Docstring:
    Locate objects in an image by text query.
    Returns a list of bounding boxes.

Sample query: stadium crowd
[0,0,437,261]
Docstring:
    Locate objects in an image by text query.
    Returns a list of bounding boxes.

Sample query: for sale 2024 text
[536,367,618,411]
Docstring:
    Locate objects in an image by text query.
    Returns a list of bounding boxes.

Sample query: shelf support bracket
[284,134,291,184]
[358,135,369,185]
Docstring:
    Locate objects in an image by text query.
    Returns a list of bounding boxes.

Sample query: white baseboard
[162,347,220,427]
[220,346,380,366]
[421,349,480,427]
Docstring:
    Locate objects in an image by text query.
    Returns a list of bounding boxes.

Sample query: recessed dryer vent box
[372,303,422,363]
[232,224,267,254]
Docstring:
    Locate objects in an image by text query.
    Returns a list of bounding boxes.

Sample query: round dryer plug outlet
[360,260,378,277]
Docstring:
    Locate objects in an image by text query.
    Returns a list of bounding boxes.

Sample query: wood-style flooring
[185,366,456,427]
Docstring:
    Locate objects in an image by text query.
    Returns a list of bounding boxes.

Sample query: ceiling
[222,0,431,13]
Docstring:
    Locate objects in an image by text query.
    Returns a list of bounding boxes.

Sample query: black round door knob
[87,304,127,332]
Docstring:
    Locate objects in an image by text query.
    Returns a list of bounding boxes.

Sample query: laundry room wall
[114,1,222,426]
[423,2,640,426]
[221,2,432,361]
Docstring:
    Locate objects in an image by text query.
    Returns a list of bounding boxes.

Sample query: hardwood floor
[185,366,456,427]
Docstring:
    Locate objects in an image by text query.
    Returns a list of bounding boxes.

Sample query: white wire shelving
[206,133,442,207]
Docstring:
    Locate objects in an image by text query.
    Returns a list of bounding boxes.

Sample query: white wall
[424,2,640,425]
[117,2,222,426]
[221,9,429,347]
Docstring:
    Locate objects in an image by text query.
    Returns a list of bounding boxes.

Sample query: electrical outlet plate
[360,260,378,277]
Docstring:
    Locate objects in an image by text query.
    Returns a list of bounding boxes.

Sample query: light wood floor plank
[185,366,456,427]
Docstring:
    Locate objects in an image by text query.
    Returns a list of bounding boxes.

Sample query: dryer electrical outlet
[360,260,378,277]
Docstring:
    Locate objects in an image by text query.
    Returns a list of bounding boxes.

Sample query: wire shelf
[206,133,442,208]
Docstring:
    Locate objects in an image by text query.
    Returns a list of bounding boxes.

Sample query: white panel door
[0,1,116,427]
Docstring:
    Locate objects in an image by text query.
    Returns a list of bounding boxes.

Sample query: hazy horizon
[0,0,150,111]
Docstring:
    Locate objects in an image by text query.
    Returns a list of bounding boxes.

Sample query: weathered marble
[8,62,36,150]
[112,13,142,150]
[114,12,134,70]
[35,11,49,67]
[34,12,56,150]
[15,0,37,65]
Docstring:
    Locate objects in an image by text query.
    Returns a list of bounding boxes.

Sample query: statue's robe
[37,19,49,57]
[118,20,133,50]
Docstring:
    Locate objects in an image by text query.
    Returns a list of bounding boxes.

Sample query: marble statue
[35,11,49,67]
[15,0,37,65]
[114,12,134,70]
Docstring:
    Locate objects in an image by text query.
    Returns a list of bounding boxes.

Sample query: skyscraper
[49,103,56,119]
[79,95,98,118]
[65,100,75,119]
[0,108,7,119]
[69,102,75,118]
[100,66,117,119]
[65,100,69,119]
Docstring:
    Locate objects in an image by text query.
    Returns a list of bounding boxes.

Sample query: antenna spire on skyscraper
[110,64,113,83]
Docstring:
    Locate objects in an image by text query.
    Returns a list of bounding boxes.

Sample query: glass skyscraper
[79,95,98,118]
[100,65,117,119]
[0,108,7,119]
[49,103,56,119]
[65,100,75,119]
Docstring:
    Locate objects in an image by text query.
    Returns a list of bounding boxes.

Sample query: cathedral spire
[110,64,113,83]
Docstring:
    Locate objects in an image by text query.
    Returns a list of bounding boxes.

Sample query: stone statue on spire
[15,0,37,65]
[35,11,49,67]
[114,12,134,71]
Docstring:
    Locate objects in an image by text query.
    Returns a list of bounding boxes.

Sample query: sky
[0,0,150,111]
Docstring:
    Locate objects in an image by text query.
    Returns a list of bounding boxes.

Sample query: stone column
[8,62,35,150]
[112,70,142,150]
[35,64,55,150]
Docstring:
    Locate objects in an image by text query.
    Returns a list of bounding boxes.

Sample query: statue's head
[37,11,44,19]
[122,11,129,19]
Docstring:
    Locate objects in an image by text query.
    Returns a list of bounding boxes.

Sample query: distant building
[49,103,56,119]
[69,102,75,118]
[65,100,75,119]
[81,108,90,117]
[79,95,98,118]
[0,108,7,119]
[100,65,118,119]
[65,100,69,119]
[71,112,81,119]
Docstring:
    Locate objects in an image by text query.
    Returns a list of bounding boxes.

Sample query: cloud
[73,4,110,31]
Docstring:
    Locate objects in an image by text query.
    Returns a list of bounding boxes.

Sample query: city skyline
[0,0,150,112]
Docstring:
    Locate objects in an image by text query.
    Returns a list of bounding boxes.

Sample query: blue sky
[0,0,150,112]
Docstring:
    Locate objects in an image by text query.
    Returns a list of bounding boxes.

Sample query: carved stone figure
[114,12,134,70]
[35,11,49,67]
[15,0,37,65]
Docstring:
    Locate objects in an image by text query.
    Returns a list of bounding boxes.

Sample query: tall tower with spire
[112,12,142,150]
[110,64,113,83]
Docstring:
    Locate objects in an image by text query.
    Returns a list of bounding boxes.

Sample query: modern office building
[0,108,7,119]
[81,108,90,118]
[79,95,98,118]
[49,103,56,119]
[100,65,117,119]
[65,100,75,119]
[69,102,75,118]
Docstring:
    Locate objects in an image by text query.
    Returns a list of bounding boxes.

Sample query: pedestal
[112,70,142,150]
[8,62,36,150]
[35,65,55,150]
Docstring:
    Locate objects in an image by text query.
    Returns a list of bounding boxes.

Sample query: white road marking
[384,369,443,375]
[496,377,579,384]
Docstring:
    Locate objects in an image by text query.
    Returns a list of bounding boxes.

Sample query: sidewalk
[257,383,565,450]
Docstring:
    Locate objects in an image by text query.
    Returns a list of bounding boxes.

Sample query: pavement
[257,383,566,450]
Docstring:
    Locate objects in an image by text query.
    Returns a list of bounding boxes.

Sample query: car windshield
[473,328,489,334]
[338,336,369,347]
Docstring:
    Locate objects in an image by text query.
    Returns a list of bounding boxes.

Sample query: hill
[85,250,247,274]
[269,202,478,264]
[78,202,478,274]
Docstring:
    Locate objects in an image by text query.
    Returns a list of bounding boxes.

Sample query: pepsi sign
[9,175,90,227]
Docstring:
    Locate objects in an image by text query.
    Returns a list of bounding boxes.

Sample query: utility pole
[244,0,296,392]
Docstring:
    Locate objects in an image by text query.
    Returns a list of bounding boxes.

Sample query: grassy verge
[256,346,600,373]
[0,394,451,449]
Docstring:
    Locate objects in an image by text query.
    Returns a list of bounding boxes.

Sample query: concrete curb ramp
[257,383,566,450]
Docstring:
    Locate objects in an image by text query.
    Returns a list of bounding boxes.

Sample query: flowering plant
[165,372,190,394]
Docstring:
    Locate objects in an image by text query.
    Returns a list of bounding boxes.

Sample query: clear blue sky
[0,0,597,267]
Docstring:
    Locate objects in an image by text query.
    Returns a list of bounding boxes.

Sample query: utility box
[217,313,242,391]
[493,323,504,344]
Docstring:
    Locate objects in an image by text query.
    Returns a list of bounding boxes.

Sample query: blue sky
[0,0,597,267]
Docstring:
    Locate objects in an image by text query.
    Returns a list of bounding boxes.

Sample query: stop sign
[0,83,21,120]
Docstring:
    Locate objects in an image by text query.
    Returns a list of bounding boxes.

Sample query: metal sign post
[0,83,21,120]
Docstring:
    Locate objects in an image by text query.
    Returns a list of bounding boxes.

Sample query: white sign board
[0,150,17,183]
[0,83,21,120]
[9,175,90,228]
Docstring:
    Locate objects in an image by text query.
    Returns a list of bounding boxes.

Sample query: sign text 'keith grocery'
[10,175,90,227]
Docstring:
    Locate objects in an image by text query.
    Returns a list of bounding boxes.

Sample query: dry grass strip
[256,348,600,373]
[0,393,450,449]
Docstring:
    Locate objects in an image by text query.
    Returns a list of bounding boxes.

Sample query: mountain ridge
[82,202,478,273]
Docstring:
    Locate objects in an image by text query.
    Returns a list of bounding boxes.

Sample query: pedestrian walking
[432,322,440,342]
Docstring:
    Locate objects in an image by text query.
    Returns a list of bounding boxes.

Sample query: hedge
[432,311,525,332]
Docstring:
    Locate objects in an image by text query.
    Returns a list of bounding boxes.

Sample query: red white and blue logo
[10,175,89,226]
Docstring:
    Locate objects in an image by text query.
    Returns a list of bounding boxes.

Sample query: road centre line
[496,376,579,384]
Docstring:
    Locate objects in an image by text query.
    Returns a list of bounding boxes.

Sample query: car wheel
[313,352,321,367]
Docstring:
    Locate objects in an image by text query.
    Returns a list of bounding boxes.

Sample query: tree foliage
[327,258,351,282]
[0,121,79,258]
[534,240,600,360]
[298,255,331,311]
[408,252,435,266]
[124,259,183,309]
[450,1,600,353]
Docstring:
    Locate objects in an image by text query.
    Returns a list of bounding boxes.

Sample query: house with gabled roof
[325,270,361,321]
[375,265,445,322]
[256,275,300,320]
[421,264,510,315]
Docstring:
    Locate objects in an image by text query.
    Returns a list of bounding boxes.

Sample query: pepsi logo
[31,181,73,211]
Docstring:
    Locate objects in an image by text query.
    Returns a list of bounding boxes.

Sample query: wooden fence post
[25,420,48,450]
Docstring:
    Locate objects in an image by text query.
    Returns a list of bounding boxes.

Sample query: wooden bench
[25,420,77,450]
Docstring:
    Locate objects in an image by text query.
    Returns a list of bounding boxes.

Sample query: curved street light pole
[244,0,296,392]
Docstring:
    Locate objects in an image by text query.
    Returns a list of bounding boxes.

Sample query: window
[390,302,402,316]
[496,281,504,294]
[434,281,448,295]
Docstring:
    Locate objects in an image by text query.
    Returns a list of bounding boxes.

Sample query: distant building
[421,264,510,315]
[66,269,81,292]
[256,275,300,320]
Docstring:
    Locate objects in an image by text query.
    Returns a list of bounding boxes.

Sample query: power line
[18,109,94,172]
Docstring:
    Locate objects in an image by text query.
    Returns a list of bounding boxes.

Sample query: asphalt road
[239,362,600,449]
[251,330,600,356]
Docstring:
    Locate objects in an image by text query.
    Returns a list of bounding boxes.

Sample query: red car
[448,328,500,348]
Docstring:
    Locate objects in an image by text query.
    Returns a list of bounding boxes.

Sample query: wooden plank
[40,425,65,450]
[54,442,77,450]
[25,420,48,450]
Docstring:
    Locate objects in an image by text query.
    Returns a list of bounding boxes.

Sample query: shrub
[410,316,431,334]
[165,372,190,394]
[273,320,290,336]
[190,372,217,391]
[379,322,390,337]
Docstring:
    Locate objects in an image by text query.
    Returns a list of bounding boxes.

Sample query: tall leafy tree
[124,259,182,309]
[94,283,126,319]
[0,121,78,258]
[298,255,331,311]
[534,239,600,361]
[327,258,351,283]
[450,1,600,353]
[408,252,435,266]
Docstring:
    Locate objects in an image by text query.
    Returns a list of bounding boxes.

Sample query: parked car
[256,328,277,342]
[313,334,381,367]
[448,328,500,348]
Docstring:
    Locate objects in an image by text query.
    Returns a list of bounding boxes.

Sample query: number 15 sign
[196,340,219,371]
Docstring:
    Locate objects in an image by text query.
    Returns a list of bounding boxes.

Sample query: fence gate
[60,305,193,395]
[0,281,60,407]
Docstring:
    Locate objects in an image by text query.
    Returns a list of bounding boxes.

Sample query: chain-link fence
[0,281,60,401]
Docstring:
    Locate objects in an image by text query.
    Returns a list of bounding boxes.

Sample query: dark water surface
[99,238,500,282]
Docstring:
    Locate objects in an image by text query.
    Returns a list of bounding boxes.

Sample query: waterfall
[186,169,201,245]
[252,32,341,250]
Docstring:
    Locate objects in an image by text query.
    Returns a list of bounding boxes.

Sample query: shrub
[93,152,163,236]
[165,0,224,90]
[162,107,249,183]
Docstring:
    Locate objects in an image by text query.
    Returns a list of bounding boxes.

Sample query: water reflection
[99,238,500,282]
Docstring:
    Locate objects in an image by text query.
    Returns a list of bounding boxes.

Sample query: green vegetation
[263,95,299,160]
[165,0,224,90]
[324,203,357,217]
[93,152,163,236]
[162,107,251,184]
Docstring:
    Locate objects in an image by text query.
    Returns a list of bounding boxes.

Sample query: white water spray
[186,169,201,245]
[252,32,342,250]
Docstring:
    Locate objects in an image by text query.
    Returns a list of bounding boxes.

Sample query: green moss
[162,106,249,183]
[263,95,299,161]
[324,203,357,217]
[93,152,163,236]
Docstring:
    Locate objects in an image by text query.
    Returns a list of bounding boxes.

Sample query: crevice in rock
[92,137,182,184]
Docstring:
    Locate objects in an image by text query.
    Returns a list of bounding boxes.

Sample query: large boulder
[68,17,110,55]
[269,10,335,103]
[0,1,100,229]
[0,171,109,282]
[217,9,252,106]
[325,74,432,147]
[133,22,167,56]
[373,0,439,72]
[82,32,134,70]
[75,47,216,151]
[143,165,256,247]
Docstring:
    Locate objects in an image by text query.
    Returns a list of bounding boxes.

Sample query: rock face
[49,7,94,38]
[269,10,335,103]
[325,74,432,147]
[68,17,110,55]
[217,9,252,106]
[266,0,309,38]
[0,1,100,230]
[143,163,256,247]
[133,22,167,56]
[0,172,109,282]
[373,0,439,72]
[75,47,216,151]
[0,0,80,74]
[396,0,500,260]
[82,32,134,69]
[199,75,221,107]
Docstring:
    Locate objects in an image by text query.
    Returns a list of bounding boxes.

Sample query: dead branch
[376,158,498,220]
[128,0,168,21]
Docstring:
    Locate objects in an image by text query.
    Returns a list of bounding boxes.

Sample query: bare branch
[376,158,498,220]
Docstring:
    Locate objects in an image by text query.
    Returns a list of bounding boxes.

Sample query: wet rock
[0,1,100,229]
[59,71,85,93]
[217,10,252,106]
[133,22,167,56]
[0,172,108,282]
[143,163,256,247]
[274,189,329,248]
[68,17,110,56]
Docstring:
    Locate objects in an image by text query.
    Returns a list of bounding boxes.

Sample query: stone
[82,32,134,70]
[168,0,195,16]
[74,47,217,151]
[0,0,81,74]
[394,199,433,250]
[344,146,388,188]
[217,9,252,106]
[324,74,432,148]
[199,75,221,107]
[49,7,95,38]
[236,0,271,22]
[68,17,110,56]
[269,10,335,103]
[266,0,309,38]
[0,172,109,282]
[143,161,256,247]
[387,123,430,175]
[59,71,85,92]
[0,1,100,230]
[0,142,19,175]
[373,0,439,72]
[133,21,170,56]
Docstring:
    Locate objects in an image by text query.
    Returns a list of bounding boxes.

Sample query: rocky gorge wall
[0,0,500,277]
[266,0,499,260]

+++++

◆ **Exercise brief**
Please pick out every line in the entries above that contains the word "light" and copy each one in full. Case counts.

◆ **Exercise solution**
Sample query: light wood floor plank
Sample query: curved street light pole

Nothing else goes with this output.